◆ 阅读材料:
^^^^
5.Elasticsearch 如何手动控制全文检索结果的精准度

本文探讨了在Elasticsearch中使用Java、Hadoop、Spark和相关技术进行全文检索的方法,包括多值检索、精确匹配控制及关键词组合搜索。

摘要生成于 C知道 ,由 DeepSeek-R1 满血版支持, 前往体验 >

  • 全文检索的时候,进行多个值的检索,有两种做法,match query;should
  • 控制搜索结果精准度:and operator,minimum_should_match
 
POST /forum/article/_bulk
{ "index": { "_id": 1 }}
{ "articleID" : "XHDK-A-1293-#fJ3", "userID" : 1, "hidden": false, "postDate": "2017-01-01" }
{ "index": { "_id": 2 }}
{ "articleID" : "KDKE-B-9947-#kL5", "userID" : 1, "hidden": false, "postDate": "2017-01-02" }
{ "index": { "_id": 3 }}
{ "articleID" : "JODL-X-1937-#pV7", "userID" : 2, "hidden": false, "postDate": "2017-01-01" }
{ "index": { "_id": 4 }}
{ "articleID" : "QQPX-R-3956-#aD8", "userID" : 2, "hidden": true, "postDate": "2017-01-02" }

POST /forum/article/_bulk
{ "update": { "_id": "1"} }
{ "doc" : {"title" : "this is java and elasticsearch blog"} }
{ "update": { "_id": "2"} }
{ "doc" : {"title" : "this is java blog"} }
{ "update": { "_id": "3"} }
{ "doc" : {"title" : "this is elasticsearch blog"} }
{ "update": { "_id": "4"} }
{ "doc" : {"title" : "this is java, elasticsearch, hadoop blog"} }
{ "update": { "_id": "5"} }
{ "doc" : {"title" : "this is spark blog"} }

 

1.搜索标题中包含java或elasticsearch的blog

这个,就跟之前的那个term query,不一样了。不是搜索exact value,是进行full text全文检索。
match query,是负责进行全文检索的。当然,如果要检索的field,是not_analyzed类型的,那么match query也相当于term query。

GET /forum/article/_search
{
    "query": {
        "match": {
            "title": "java elasticsearch"
^^^^
◆ 数据条目:

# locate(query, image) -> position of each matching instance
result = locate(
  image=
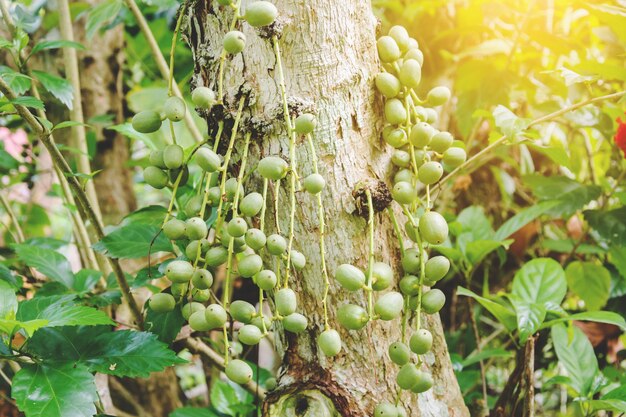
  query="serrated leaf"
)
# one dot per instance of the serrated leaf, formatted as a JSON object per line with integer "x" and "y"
{"x": 46, "y": 390}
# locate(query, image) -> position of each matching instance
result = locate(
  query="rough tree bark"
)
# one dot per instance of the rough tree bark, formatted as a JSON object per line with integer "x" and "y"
{"x": 329, "y": 59}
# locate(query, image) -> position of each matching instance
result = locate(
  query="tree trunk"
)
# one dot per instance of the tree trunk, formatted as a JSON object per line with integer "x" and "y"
{"x": 329, "y": 59}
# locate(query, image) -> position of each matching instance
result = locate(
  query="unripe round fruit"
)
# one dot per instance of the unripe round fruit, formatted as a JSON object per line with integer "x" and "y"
{"x": 276, "y": 244}
{"x": 404, "y": 192}
{"x": 251, "y": 204}
{"x": 162, "y": 302}
{"x": 295, "y": 323}
{"x": 329, "y": 342}
{"x": 388, "y": 85}
{"x": 202, "y": 279}
{"x": 174, "y": 108}
{"x": 203, "y": 97}
{"x": 234, "y": 42}
{"x": 410, "y": 73}
{"x": 388, "y": 49}
{"x": 352, "y": 317}
{"x": 433, "y": 301}
{"x": 430, "y": 172}
{"x": 421, "y": 341}
{"x": 382, "y": 276}
{"x": 305, "y": 123}
{"x": 285, "y": 301}
{"x": 389, "y": 305}
{"x": 215, "y": 316}
{"x": 436, "y": 268}
{"x": 433, "y": 228}
{"x": 255, "y": 238}
{"x": 395, "y": 113}
{"x": 399, "y": 353}
{"x": 314, "y": 183}
{"x": 174, "y": 229}
{"x": 238, "y": 371}
{"x": 179, "y": 271}
{"x": 155, "y": 177}
{"x": 441, "y": 141}
{"x": 266, "y": 280}
{"x": 188, "y": 309}
{"x": 260, "y": 13}
{"x": 438, "y": 96}
{"x": 208, "y": 160}
{"x": 273, "y": 168}
{"x": 147, "y": 121}
{"x": 249, "y": 265}
{"x": 350, "y": 277}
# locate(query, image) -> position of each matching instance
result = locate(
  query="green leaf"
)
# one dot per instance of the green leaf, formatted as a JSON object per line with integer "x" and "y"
{"x": 46, "y": 390}
{"x": 576, "y": 354}
{"x": 589, "y": 281}
{"x": 50, "y": 263}
{"x": 540, "y": 281}
{"x": 57, "y": 86}
{"x": 133, "y": 241}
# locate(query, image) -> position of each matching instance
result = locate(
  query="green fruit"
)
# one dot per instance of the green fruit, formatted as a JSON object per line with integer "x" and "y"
{"x": 433, "y": 228}
{"x": 382, "y": 276}
{"x": 238, "y": 371}
{"x": 399, "y": 353}
{"x": 421, "y": 341}
{"x": 215, "y": 316}
{"x": 430, "y": 172}
{"x": 173, "y": 156}
{"x": 266, "y": 280}
{"x": 410, "y": 73}
{"x": 438, "y": 96}
{"x": 388, "y": 49}
{"x": 350, "y": 277}
{"x": 433, "y": 301}
{"x": 421, "y": 134}
{"x": 314, "y": 183}
{"x": 352, "y": 317}
{"x": 155, "y": 177}
{"x": 395, "y": 113}
{"x": 162, "y": 302}
{"x": 276, "y": 244}
{"x": 389, "y": 305}
{"x": 441, "y": 141}
{"x": 179, "y": 271}
{"x": 251, "y": 204}
{"x": 190, "y": 308}
{"x": 329, "y": 342}
{"x": 260, "y": 13}
{"x": 273, "y": 168}
{"x": 249, "y": 265}
{"x": 202, "y": 279}
{"x": 147, "y": 121}
{"x": 203, "y": 97}
{"x": 436, "y": 268}
{"x": 174, "y": 108}
{"x": 234, "y": 42}
{"x": 305, "y": 123}
{"x": 388, "y": 85}
{"x": 295, "y": 323}
{"x": 208, "y": 160}
{"x": 255, "y": 238}
{"x": 404, "y": 192}
{"x": 285, "y": 301}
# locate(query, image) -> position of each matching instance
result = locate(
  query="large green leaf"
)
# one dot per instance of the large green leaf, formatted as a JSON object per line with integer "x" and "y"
{"x": 50, "y": 263}
{"x": 576, "y": 354}
{"x": 47, "y": 390}
{"x": 589, "y": 281}
{"x": 540, "y": 281}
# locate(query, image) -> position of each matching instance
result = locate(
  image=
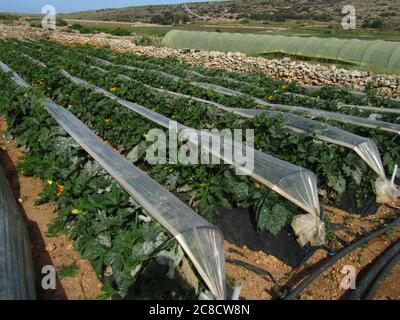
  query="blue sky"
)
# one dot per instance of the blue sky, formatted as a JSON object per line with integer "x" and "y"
{"x": 35, "y": 6}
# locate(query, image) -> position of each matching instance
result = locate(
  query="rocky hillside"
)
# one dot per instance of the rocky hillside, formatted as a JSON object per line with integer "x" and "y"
{"x": 286, "y": 69}
{"x": 370, "y": 13}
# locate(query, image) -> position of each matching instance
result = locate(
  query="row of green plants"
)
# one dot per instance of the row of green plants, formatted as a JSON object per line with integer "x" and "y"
{"x": 387, "y": 143}
{"x": 275, "y": 91}
{"x": 207, "y": 188}
{"x": 258, "y": 83}
{"x": 336, "y": 169}
{"x": 108, "y": 227}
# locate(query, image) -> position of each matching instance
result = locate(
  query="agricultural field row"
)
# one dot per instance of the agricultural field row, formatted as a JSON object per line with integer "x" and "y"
{"x": 206, "y": 188}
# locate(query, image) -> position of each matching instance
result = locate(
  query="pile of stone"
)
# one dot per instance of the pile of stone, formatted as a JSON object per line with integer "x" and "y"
{"x": 285, "y": 69}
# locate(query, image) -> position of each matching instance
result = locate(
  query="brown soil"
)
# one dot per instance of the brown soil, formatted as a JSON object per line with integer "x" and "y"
{"x": 249, "y": 268}
{"x": 57, "y": 251}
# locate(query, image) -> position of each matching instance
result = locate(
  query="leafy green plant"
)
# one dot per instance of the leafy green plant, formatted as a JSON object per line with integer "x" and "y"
{"x": 68, "y": 271}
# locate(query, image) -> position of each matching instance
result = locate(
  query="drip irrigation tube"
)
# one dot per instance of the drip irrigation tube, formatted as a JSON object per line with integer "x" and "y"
{"x": 365, "y": 282}
{"x": 294, "y": 294}
{"x": 381, "y": 278}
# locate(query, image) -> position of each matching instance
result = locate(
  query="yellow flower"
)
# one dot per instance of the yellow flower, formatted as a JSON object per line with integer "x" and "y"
{"x": 59, "y": 190}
^^^^
请根据阅读材料,说明在搜索标题中包含 java 或 elasticsearch 的 blog 时,为什么用 match query 而不是 term query,用一到三句话作答。 以上数据与此无关。

这次不是搜索 exact value,而是进行 full text 全文检索,这一点与之前的 term query 不同。match query 正是负责全文检索的。